Opdracht
Neem alle rijen hieronder ongewijzigd over, regel voor regel.

Rijen met puntannotaties:
· · · ·

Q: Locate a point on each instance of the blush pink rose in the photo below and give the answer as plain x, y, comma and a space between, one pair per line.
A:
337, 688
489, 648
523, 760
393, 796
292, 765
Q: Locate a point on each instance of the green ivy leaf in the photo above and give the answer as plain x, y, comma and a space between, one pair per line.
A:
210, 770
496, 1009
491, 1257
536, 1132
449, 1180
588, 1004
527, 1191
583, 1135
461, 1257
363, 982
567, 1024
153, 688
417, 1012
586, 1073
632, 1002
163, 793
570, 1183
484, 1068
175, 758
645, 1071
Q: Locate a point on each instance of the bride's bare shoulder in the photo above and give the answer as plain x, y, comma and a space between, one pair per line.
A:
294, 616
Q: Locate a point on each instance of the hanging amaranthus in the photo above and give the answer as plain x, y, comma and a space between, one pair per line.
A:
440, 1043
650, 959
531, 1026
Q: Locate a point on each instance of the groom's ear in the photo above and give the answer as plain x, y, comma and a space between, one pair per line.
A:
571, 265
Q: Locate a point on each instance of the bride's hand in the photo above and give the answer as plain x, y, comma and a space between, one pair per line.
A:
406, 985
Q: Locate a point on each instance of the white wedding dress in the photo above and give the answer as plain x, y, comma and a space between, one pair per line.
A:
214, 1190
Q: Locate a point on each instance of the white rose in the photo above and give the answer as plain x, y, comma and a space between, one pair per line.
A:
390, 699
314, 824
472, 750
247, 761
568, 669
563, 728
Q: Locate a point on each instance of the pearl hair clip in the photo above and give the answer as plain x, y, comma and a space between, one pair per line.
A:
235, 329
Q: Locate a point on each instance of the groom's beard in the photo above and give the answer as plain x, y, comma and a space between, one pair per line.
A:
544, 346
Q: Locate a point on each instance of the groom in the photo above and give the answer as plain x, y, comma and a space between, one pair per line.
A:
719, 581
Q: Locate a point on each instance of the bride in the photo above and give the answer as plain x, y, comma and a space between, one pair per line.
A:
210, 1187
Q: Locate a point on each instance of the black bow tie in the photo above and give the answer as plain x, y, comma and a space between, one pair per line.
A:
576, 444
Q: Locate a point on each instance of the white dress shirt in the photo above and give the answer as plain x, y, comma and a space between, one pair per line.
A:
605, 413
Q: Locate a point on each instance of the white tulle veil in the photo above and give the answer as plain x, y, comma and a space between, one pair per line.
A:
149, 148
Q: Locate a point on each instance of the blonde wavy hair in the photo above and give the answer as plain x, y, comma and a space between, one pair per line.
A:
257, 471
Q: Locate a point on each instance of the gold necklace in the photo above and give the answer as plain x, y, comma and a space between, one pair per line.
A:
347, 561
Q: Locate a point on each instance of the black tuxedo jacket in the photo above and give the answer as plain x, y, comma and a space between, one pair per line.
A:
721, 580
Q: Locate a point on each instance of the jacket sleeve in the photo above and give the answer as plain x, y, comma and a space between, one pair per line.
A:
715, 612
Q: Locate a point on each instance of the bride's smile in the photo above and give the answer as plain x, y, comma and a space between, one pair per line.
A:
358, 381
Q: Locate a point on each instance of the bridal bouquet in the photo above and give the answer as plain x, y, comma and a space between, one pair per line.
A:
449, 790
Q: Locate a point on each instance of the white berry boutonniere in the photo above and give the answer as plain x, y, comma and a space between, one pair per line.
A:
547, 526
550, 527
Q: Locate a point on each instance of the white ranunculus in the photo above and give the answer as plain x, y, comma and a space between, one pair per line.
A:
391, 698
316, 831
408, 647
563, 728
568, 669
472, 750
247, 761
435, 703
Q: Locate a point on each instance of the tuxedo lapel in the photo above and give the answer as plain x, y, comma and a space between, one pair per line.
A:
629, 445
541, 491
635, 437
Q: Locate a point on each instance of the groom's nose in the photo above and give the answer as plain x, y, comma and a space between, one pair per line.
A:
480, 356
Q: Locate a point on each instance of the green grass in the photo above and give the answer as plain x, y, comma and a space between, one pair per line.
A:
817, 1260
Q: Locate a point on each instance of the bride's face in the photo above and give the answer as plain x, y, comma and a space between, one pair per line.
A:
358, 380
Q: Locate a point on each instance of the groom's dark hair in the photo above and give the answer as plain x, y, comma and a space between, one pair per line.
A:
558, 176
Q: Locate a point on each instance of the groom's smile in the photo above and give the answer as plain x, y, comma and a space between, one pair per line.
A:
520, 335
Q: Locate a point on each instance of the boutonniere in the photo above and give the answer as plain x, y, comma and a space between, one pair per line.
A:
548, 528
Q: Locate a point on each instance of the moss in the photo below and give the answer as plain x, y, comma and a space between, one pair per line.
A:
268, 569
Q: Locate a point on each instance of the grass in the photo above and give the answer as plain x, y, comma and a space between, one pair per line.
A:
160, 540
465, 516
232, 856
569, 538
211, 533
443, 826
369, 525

· · · ·

Uitvoer hieronder
Q: Locate a point on each instance of the blush pink rose in the photo below and give the answer as plain x, y, comma and a space between, one pair per line.
A:
337, 688
489, 648
523, 760
393, 796
292, 765
Q: Locate a point on each instance of the green ivy leaf in the photo above and give the answer as plain x, y, comma and a space between, one pair per line.
A:
210, 770
496, 1009
491, 1257
536, 1132
449, 1180
588, 1004
527, 1191
583, 1135
461, 1257
363, 982
567, 1024
153, 688
417, 1012
586, 1073
632, 1002
163, 793
570, 1183
484, 1068
175, 758
645, 1071
Q: Locate a point on each instance of the bride's bare shoulder in the photo above and give the answer as plain x, y, comma and a space between, one pair per line.
A:
294, 616
Q: Locate a point on each instance of the hanging amaranthus in the photo above and give the answer as plain x, y, comma and a space between, one pair per line.
A:
440, 1043
650, 959
531, 1026
Q: Locate a point on each instance of the groom's ear in the photo above and give the answer as plain x, y, comma and a space between, one pair per line.
A:
571, 265
Q: Locate a point on each instance of the bride's hand in the photo above and give the answer as plain x, y, comma and a space between, one pair per line.
A:
406, 985
Q: Locate a point on each instance of the white wedding dress in the photo above and give the answer as plain x, y, comma and a space between, one pair per line.
A:
214, 1190
Q: Locate a point on each instance of the white rose in the photo above and give the answer as plain x, y, comma and a space between, one pair per line.
A:
390, 699
314, 824
472, 750
247, 761
568, 669
563, 728
Q: Locate a point on each instance of the pearl hair clip in the photo above and give the answer as plain x, y, comma and a space between, one pair per line.
A:
235, 329
Q: Locate a point on each instance of the groom's beard in the photo above and give the answer as plain x, y, comma and a space between, one pair per line.
A:
544, 346
Q: Locate a point on each instance of the groom in the photo above and give the answer as plain x, y, comma and a space between, one pair per line.
A:
719, 581
Q: Locate a point on each instance of the bride in the photo above and give the answer as plain x, y, comma and a space between, one pair per line.
A:
210, 1187
Q: Locate a point on each instance of the black bow tie in the photo above and give the answer as plain x, y, comma and a space between, one pair per line.
A:
576, 444
Q: Locate a point on each instance of the white dress shirt in the photo above and give the answer as plain x, y, comma and a space between, one pair per line.
A:
605, 413
Q: Locate a point on each instance of the white tulle veil in the photo above and give the answer as plain x, y, comma and a space between, one pair per line.
A:
149, 148
Q: Locate a point on each instance of the blonde wavy hair in the photo above and give the answer as plain x, y, comma and a space between, one pair per line.
A:
257, 471
Q: Locate a point on each instance of the gold necklace in the photo above and give the answer as plain x, y, comma and a space between, one pair per line.
A:
347, 561
Q: Locate a point on each instance of the black tuxedo jacket in the photo above and give the answer as plain x, y, comma and a space between, one pair per line.
A:
721, 580
Q: Locate a point on each instance of the jacket sleeve in the photo above and give the answer as plain x, y, comma and a space between, one pair per line.
A:
715, 612
Q: Locate a point on each instance of the bride's smile in the photo above and give the answer as plain x, y, comma and a space between, one pair per line.
A:
358, 381
Q: Locate a point on each instance of the bridal bouquet in the photo above and give the answer as plain x, y, comma and a space between, one pair per line.
A:
449, 790
Q: Locate a point on each instance of the white berry boutonniere in the photo above and give the answer as plain x, y, comma and a space between, one pair per line.
A:
547, 526
550, 527
Q: Locate a point on each instance of the white ranunculus in the photo above and give the answer as plain x, y, comma and a space between, one pair per line.
A:
391, 698
316, 831
408, 647
563, 728
568, 669
472, 750
247, 761
435, 703
Q: Locate a point on each instance of the tuxedo lapel in the photo above and give the answer as plain x, y, comma and a space between, one pair per line.
A:
629, 445
541, 491
635, 437
Q: Locate a point on each instance of the groom's nose in the photo above and give the answer as plain x, y, comma and a space between, one pair per line.
A:
480, 356
Q: Locate a point on each instance of the green grass in the photo above and give the answer as plain x, y, comma and a space between, one pair per line.
A:
817, 1260
Q: Locate a point on each instance of the bride's face in the photo above and give the answer as plain x, y, comma and a space between, one pair per line.
A:
358, 380
Q: Locate a point on each instance of the groom's dark hair in the photo above and give the answer as plain x, y, comma and a space between, one pair per line.
A:
558, 176
Q: Locate a point on each instance of the groom's smile in the photo above and give the answer as plain x, y, comma and a space between, one pair per line.
A:
520, 335
Q: Locate a point on each instance of the boutonniere in the photo above and give the answer as plain x, y, comma and a space between, one pair per line.
A:
548, 528
Q: Locate a point on each instance of the moss in the photo below and give the answer as plain x, y, comma and a space between, one pair per line.
A:
268, 569
Q: Locate a point on each instance of the grass in the photo above and give the answer as plain x, y, comma and a space between, one pair per line.
A:
160, 540
465, 516
232, 856
569, 538
211, 533
443, 826
369, 525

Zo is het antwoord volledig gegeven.